:: Text
Just a month after the Ministry of Health declared the country free of the deadly Ebola virus, two deaths from the disease have been confirmed just about 30 kilometres away from the capital. This is bound to cause panic among the public and consternation in medical circles. And it is because the latest cases indicate that the health officials were probably too much in a hurry to wish away this grave threat that lurks in our country.
Even as we commend the Luweero District health office for professionally handling the latest case by promptly sending over blood samples for testing at the Central Public Health Laboratory and the Uganda Research Institute Laboratory, both in Kampala, we feel a lot more could have been done. The results took several days to verify and release, with initial suspicion that it was probably a Marburg attack.
The question that now arises is whether all the people, including the health workers that came into contact with the two victims, are being monitored and if they show any signs of the disease immediately quarantined. We are pleased to note that health response teams from the Ministry of Health, the WHO and other organisations are already on the ground in Luweero taking the necessary steps to contain the situation. And this, in a way, is precisely what the problem is.
::::
:: Source material
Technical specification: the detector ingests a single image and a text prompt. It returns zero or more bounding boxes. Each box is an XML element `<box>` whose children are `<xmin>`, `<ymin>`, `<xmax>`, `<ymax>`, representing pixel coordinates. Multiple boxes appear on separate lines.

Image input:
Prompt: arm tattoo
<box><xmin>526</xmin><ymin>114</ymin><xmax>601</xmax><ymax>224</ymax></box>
::::
**Exercise directions:**
Duplicate the part of the Ebola editorial that runs from "Just a month" up to and including "in our country.". The data is drawn from another source.

**Answer for the task:**
Just a month after the Ministry of Health declared the country free of the deadly Ebola virus, two deaths from the disease have been confirmed just about 30 kilometres away from the capital. This is bound to cause panic among the public and consternation in medical circles. And it is because the latest cases indicate that the health officials were probably too much in a hurry to wish away this grave threat that lurks in our country.